(RECORDS TO USE)

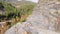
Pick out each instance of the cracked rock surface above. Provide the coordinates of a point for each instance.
(44, 20)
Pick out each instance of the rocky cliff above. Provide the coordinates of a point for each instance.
(45, 19)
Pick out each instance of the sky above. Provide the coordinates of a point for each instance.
(36, 1)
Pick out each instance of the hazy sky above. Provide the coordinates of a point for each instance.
(31, 0)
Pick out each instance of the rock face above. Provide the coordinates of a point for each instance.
(45, 19)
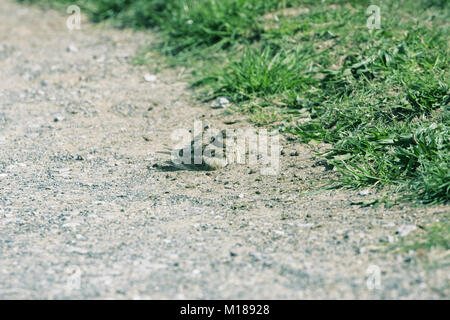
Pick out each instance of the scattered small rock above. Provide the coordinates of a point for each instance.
(71, 48)
(150, 77)
(405, 230)
(221, 103)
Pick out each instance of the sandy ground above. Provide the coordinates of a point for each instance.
(86, 213)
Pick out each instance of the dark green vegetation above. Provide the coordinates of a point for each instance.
(314, 69)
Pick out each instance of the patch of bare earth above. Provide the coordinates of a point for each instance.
(85, 214)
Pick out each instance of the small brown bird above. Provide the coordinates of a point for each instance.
(206, 152)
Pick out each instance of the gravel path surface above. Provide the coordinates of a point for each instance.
(85, 213)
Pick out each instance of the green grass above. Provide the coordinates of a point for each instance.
(313, 69)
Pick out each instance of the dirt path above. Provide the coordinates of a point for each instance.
(84, 214)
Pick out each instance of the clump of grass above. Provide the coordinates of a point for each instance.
(380, 97)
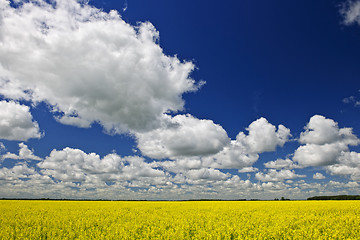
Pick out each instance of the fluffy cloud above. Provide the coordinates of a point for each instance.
(263, 136)
(318, 176)
(208, 146)
(351, 12)
(277, 176)
(89, 65)
(321, 130)
(74, 165)
(24, 153)
(324, 142)
(183, 135)
(16, 122)
(348, 164)
(244, 151)
(281, 163)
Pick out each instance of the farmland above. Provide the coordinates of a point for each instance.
(20, 219)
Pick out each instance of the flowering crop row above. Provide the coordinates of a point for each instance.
(179, 220)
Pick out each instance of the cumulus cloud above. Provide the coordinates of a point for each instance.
(263, 136)
(281, 163)
(24, 153)
(244, 151)
(324, 142)
(89, 65)
(74, 165)
(183, 135)
(350, 10)
(16, 122)
(348, 164)
(277, 176)
(318, 176)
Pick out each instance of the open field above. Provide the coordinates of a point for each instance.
(179, 220)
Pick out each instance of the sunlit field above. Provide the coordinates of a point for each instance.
(179, 220)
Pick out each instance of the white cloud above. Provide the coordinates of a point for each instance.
(281, 163)
(263, 136)
(321, 130)
(277, 176)
(351, 12)
(16, 172)
(16, 122)
(24, 153)
(74, 165)
(324, 142)
(318, 176)
(348, 164)
(90, 66)
(244, 151)
(183, 135)
(248, 169)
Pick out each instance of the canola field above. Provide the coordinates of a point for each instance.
(179, 220)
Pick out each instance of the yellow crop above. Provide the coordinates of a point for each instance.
(179, 220)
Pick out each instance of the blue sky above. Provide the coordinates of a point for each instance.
(179, 99)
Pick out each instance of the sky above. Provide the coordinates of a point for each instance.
(176, 100)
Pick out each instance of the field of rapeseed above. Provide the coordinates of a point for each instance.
(179, 220)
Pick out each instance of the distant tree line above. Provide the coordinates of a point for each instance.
(338, 197)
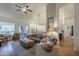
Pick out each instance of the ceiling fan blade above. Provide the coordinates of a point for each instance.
(18, 6)
(27, 6)
(29, 10)
(25, 12)
(18, 10)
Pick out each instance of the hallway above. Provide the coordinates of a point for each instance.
(66, 48)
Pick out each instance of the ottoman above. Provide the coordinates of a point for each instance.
(27, 43)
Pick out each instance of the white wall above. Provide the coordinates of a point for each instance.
(51, 12)
(39, 18)
(66, 19)
(76, 29)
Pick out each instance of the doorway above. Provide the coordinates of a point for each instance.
(66, 26)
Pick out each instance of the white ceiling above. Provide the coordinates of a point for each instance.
(9, 10)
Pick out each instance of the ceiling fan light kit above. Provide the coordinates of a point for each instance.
(25, 8)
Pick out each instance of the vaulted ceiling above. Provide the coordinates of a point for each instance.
(8, 10)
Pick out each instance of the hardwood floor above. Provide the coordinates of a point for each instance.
(66, 48)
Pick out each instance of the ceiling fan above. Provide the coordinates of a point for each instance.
(24, 8)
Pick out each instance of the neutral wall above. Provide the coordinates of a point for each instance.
(50, 12)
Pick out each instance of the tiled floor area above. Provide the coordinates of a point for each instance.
(13, 48)
(66, 48)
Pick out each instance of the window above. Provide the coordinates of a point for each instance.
(6, 28)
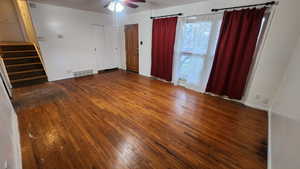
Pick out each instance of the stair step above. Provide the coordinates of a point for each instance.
(29, 78)
(25, 71)
(25, 64)
(17, 51)
(15, 43)
(19, 58)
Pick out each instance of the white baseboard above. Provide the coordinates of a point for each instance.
(256, 106)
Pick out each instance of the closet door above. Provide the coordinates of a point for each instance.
(132, 47)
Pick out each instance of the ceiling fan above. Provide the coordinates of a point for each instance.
(118, 5)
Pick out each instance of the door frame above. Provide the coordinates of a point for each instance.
(138, 52)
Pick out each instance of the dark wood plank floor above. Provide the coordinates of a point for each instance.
(121, 120)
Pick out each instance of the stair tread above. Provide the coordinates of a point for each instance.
(25, 71)
(16, 43)
(29, 78)
(24, 64)
(17, 51)
(19, 58)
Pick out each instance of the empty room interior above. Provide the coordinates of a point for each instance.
(149, 84)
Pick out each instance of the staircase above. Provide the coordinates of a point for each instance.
(23, 64)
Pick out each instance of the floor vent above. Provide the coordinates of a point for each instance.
(83, 73)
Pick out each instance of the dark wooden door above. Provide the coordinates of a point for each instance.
(132, 47)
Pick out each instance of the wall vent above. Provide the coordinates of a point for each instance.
(32, 5)
(83, 73)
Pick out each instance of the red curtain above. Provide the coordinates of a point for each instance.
(163, 40)
(234, 54)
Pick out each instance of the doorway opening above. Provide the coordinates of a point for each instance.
(132, 47)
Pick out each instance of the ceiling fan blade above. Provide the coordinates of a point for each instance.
(143, 1)
(130, 4)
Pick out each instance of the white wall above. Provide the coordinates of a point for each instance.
(10, 29)
(9, 133)
(73, 52)
(273, 57)
(285, 118)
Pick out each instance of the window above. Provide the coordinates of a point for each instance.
(198, 39)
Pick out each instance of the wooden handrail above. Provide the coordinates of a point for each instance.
(4, 74)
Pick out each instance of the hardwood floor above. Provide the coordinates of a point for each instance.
(121, 120)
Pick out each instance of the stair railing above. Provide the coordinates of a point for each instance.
(4, 75)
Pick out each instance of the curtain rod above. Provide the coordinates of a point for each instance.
(246, 6)
(166, 16)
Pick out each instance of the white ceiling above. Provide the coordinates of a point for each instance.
(97, 5)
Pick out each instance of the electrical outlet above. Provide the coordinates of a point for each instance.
(257, 97)
(265, 101)
(5, 165)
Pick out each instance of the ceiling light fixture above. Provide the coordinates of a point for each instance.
(115, 6)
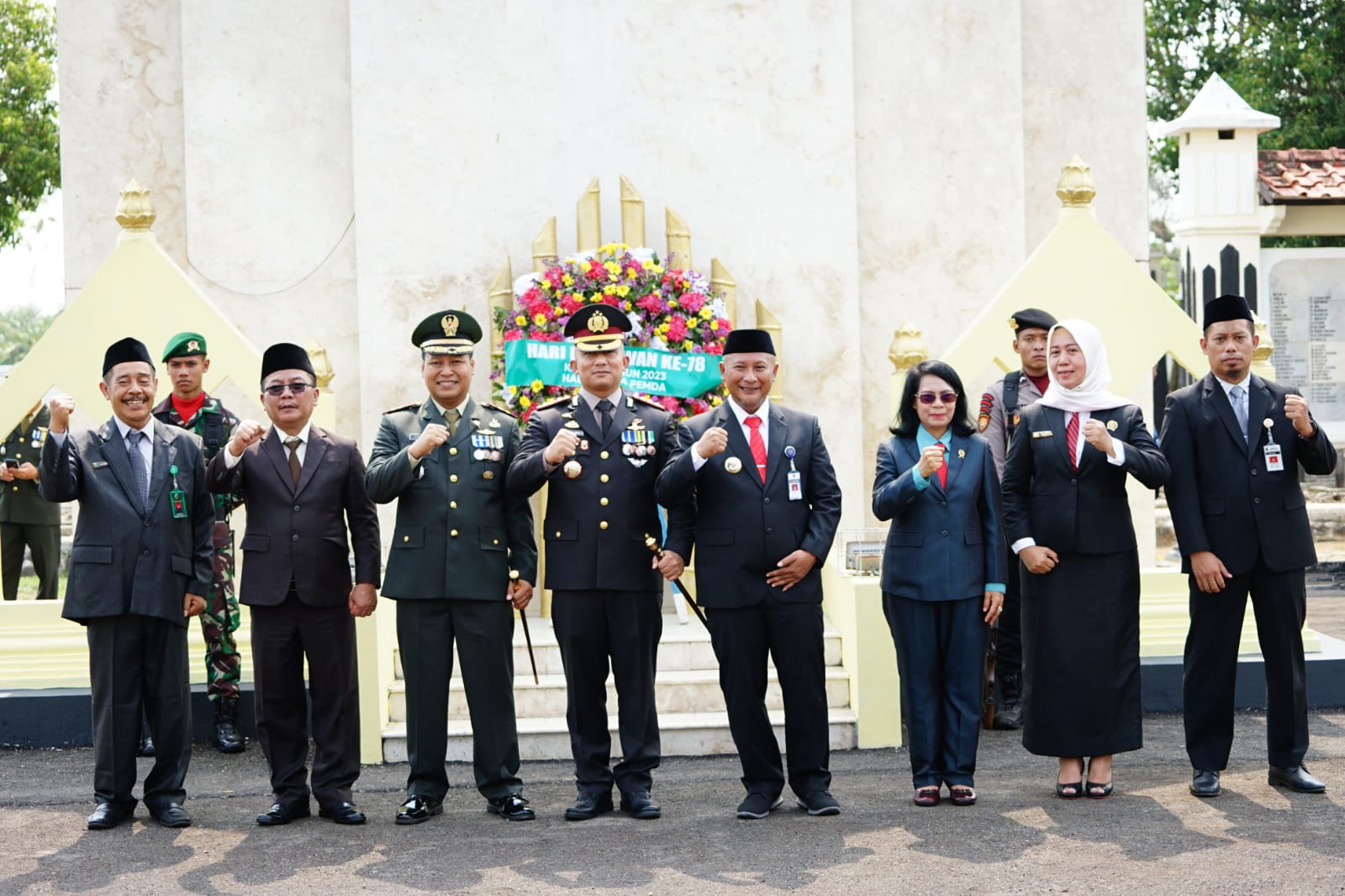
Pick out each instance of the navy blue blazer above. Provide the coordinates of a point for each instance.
(945, 542)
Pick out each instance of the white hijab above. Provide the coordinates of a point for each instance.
(1091, 394)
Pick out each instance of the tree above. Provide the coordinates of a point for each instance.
(30, 141)
(20, 329)
(1284, 57)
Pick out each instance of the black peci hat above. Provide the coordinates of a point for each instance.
(124, 350)
(286, 356)
(748, 340)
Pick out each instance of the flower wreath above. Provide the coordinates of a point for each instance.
(670, 309)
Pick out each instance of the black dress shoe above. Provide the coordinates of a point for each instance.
(759, 806)
(820, 802)
(1204, 783)
(638, 804)
(343, 814)
(282, 814)
(589, 806)
(417, 809)
(511, 808)
(108, 815)
(1297, 777)
(170, 815)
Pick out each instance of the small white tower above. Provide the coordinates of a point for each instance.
(1219, 217)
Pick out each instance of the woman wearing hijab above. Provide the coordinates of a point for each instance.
(943, 575)
(1068, 519)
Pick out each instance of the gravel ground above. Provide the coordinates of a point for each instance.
(1152, 837)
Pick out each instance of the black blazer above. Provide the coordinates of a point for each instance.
(1221, 494)
(744, 526)
(1083, 512)
(945, 544)
(299, 533)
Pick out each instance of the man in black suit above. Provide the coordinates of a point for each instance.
(599, 452)
(767, 508)
(456, 540)
(140, 567)
(302, 488)
(1235, 443)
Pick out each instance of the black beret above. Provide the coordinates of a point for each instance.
(598, 327)
(748, 340)
(286, 356)
(1031, 319)
(447, 333)
(1227, 308)
(124, 350)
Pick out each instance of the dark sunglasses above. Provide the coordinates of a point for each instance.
(295, 387)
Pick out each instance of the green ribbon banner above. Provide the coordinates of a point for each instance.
(652, 370)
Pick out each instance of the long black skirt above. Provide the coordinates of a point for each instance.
(1080, 656)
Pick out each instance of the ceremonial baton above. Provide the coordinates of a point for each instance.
(528, 635)
(658, 552)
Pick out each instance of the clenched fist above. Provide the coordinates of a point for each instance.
(248, 434)
(61, 408)
(713, 441)
(430, 437)
(562, 447)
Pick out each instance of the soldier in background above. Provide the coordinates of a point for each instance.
(1000, 408)
(190, 408)
(26, 519)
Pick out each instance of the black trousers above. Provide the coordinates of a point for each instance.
(1009, 640)
(282, 636)
(139, 661)
(791, 634)
(593, 627)
(1210, 670)
(941, 656)
(484, 635)
(45, 542)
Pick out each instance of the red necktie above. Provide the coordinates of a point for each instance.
(757, 444)
(1073, 440)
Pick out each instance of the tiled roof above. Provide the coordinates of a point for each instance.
(1301, 175)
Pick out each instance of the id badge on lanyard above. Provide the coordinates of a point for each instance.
(795, 478)
(1274, 454)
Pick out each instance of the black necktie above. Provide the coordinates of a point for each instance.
(604, 414)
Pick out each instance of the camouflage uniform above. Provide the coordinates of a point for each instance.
(219, 623)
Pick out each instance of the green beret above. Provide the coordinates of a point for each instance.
(447, 333)
(185, 345)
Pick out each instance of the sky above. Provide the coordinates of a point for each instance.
(33, 273)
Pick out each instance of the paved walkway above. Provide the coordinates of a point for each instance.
(1152, 837)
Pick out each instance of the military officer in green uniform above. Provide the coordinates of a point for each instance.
(26, 519)
(456, 540)
(190, 408)
(599, 454)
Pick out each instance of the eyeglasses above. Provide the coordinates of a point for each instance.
(295, 387)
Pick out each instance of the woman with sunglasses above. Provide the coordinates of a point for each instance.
(1068, 519)
(943, 573)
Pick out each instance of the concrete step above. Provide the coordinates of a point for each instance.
(681, 647)
(681, 735)
(676, 692)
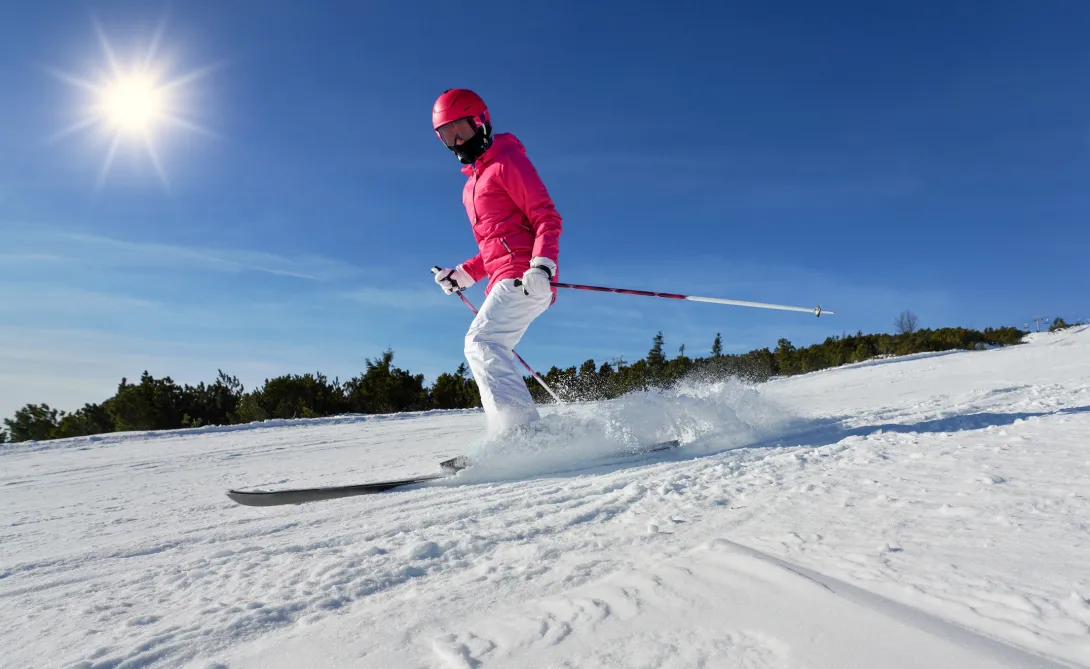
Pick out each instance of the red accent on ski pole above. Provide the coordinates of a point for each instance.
(624, 291)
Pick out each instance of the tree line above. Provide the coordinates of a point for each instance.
(160, 403)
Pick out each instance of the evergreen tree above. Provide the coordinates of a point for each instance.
(91, 420)
(456, 390)
(384, 388)
(34, 422)
(150, 404)
(656, 359)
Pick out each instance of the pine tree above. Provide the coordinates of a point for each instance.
(656, 360)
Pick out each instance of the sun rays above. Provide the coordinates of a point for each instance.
(133, 104)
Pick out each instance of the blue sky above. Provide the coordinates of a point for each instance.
(870, 157)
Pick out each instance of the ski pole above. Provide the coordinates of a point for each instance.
(536, 376)
(625, 291)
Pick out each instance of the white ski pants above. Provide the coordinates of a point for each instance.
(500, 323)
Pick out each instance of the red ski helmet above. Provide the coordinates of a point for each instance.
(457, 104)
(461, 121)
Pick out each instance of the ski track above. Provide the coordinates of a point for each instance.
(955, 486)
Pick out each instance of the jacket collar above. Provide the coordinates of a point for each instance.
(500, 144)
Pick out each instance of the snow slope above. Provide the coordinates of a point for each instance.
(923, 512)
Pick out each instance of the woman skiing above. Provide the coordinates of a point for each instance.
(517, 230)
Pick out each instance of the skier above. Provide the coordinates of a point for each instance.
(517, 230)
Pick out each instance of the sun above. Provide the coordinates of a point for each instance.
(133, 104)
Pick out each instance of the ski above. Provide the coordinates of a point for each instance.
(300, 496)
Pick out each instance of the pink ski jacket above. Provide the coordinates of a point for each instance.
(512, 216)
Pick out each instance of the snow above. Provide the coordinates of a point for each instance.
(930, 511)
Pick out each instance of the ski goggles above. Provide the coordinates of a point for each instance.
(457, 132)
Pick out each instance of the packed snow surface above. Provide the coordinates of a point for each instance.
(930, 511)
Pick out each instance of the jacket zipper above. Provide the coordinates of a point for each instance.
(474, 195)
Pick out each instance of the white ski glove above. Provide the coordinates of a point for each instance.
(450, 280)
(535, 280)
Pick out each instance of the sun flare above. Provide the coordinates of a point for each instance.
(133, 102)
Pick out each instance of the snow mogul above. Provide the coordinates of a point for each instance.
(518, 231)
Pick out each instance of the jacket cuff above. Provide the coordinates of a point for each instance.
(544, 263)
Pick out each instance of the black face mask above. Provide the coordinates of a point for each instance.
(470, 150)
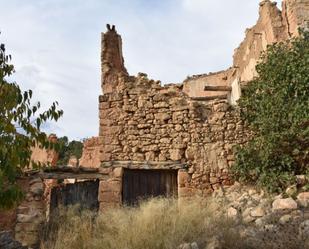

(End RECORDS TO USE)

EXERCISE REQUIREMENTS: The range to set down runs from the line containing "Pick out each instance of the black face" through the final line of the data, both ends included; give it exactly and drop the pictures.

RESULT FOR THIS TASK:
Pick out each instance of the black face mask above. Provide the coordinates of a point for each instance.
(470, 150)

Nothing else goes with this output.